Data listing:
----

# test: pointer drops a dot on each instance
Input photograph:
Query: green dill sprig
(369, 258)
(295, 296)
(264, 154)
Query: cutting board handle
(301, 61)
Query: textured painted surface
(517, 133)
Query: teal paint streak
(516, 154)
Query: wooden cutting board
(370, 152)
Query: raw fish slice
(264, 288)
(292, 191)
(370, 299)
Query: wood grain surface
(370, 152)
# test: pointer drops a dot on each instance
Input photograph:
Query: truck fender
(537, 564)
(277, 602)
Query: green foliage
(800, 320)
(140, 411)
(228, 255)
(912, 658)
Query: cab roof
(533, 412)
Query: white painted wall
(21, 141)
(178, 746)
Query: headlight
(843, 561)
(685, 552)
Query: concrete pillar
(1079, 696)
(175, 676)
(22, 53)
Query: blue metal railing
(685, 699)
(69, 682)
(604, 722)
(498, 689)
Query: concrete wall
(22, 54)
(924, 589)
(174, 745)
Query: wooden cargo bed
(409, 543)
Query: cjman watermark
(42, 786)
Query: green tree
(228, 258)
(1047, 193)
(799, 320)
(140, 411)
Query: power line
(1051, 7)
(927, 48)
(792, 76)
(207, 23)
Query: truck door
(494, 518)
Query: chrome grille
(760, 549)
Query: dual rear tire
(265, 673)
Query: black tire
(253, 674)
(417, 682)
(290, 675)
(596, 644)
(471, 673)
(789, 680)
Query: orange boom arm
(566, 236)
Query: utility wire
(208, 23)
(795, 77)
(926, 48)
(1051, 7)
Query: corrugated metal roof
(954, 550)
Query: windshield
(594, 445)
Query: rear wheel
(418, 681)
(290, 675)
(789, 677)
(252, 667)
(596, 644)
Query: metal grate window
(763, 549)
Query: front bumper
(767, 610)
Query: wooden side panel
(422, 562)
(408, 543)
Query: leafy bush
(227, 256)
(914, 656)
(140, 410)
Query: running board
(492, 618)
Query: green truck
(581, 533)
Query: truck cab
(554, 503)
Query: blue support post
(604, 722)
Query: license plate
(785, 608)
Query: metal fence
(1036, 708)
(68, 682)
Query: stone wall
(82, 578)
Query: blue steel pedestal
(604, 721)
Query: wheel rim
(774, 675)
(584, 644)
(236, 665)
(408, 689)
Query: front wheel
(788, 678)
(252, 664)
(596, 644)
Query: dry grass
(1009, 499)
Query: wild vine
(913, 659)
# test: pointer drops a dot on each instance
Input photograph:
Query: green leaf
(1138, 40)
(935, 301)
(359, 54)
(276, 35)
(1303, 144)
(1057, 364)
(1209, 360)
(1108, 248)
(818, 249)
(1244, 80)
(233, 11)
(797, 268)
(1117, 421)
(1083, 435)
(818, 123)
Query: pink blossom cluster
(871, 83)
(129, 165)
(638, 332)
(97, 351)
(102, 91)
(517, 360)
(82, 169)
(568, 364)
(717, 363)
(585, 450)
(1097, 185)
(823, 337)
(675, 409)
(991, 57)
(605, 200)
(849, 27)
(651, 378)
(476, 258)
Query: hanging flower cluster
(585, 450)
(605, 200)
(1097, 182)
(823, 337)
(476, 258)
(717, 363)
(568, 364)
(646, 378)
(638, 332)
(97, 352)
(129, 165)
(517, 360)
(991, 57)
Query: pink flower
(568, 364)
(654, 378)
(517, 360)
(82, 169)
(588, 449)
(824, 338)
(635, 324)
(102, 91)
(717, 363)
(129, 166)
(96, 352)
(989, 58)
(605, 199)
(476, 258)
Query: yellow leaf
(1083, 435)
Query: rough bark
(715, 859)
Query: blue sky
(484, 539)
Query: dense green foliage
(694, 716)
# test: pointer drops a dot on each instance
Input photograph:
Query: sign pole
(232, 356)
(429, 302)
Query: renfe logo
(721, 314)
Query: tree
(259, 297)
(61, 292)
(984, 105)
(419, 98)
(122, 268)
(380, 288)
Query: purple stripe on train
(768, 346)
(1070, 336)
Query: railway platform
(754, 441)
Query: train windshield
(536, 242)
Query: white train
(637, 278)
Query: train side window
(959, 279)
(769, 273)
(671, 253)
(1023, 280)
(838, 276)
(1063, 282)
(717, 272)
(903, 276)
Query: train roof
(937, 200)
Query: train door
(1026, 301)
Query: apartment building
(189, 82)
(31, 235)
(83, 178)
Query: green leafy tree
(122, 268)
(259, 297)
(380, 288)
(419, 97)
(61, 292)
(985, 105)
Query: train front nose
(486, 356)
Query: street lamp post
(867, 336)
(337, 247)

----

GIVEN EXERCISE:
Could you reproduce every record above exactly as it appears?

RESPONSE FOR THIS EXERCISE:
# test: pointer drops a dot on each instance
Input photograph:
Query: green dill sprig
(369, 258)
(295, 296)
(264, 154)
Query: cutting board handle
(301, 61)
Query: textured painted surface
(517, 133)
Query: teal paint streak
(516, 154)
Query: wooden cutting board
(370, 152)
Query: raw fish slice
(264, 288)
(292, 191)
(370, 299)
Query: wood grain surface
(370, 152)
# test: pointer drops a dot on each instance
Input photograph:
Query: truck fender
(537, 564)
(277, 602)
Query: green foliage
(800, 320)
(140, 411)
(228, 255)
(912, 658)
Query: cab roof
(533, 412)
Query: white painted wall
(21, 141)
(178, 746)
Query: headlight
(843, 561)
(685, 552)
Query: concrete pillar
(1079, 696)
(175, 676)
(22, 53)
Query: blue metal railing
(685, 699)
(69, 682)
(604, 722)
(498, 689)
Query: concrete wall
(22, 54)
(924, 589)
(174, 745)
Query: wooden cargo bed
(409, 543)
Query: cjman watermark
(42, 786)
Query: green tree
(228, 258)
(1047, 193)
(799, 320)
(140, 411)
Query: power line
(1051, 7)
(927, 48)
(792, 76)
(207, 23)
Query: truck door
(494, 518)
Query: chrome grille
(760, 549)
Query: dual rear tire
(265, 673)
Query: black tire
(253, 674)
(417, 682)
(290, 675)
(596, 644)
(471, 673)
(789, 680)
Query: orange boom arm
(566, 236)
Query: utility wire
(208, 23)
(795, 77)
(926, 48)
(1051, 7)
Query: corrugated metal roof
(954, 550)
Query: windshield
(594, 445)
Query: rear wheel
(418, 681)
(290, 675)
(789, 677)
(252, 667)
(596, 644)
Query: metal grate window
(763, 549)
Query: front bumper
(767, 610)
Query: wooden side panel
(422, 562)
(408, 543)
Query: leafy bush
(227, 256)
(914, 656)
(140, 410)
Query: running board
(492, 618)
Query: green truck
(581, 533)
Query: truck cab
(554, 503)
Query: blue support post
(604, 722)
Query: license plate
(785, 608)
Query: metal fence
(1036, 708)
(68, 682)
Query: stone wall
(82, 578)
Query: blue steel pedestal
(604, 721)
Query: wheel rim
(774, 675)
(584, 644)
(236, 665)
(408, 689)
Query: front wheel
(788, 678)
(252, 664)
(596, 644)
Query: dry grass
(1009, 499)
Query: wild vine
(913, 659)
# test: pointer drops a dot on each instance
Input photograph:
Query: green leaf
(1138, 40)
(935, 301)
(359, 54)
(276, 35)
(1303, 144)
(1057, 364)
(1209, 360)
(1108, 248)
(818, 249)
(1244, 80)
(233, 11)
(797, 268)
(1117, 421)
(1083, 435)
(818, 123)
Query: pink blossom cluster
(871, 83)
(129, 165)
(638, 332)
(97, 351)
(102, 91)
(517, 360)
(82, 169)
(568, 364)
(717, 363)
(585, 450)
(1097, 185)
(823, 337)
(675, 409)
(991, 57)
(605, 200)
(849, 27)
(651, 378)
(476, 258)
Query: hanging flower cluster
(585, 450)
(605, 200)
(1097, 182)
(823, 337)
(476, 258)
(717, 363)
(568, 364)
(646, 378)
(638, 332)
(97, 352)
(129, 165)
(517, 360)
(991, 57)
Query: pink flower
(568, 364)
(654, 378)
(517, 360)
(82, 169)
(588, 449)
(824, 338)
(635, 324)
(102, 91)
(717, 363)
(129, 166)
(96, 352)
(989, 58)
(605, 199)
(476, 258)
Query: yellow leaf
(1083, 435)
Query: rough bark
(715, 859)
Query: blue sky
(484, 539)
Query: dense green foliage
(694, 716)
# test: pointer drops a dot on each instance
Input photograph:
Query: sign pole
(232, 356)
(429, 302)
Query: renfe logo
(721, 314)
Query: tree
(259, 297)
(61, 292)
(984, 105)
(419, 98)
(122, 268)
(380, 288)
Query: purple stripe on train
(768, 346)
(1070, 336)
Query: railway platform
(754, 441)
Query: train windshield
(536, 242)
Query: white train
(637, 278)
Query: train side window
(959, 279)
(769, 273)
(671, 253)
(1023, 280)
(838, 276)
(1063, 282)
(717, 272)
(903, 276)
Query: train roof
(937, 200)
Query: train door
(1026, 301)
Query: apartment building
(189, 82)
(31, 235)
(83, 178)
Query: green leafy tree
(122, 268)
(259, 297)
(380, 288)
(419, 97)
(61, 292)
(985, 105)
Query: train front nose
(486, 356)
Query: street lamp post
(867, 336)
(337, 247)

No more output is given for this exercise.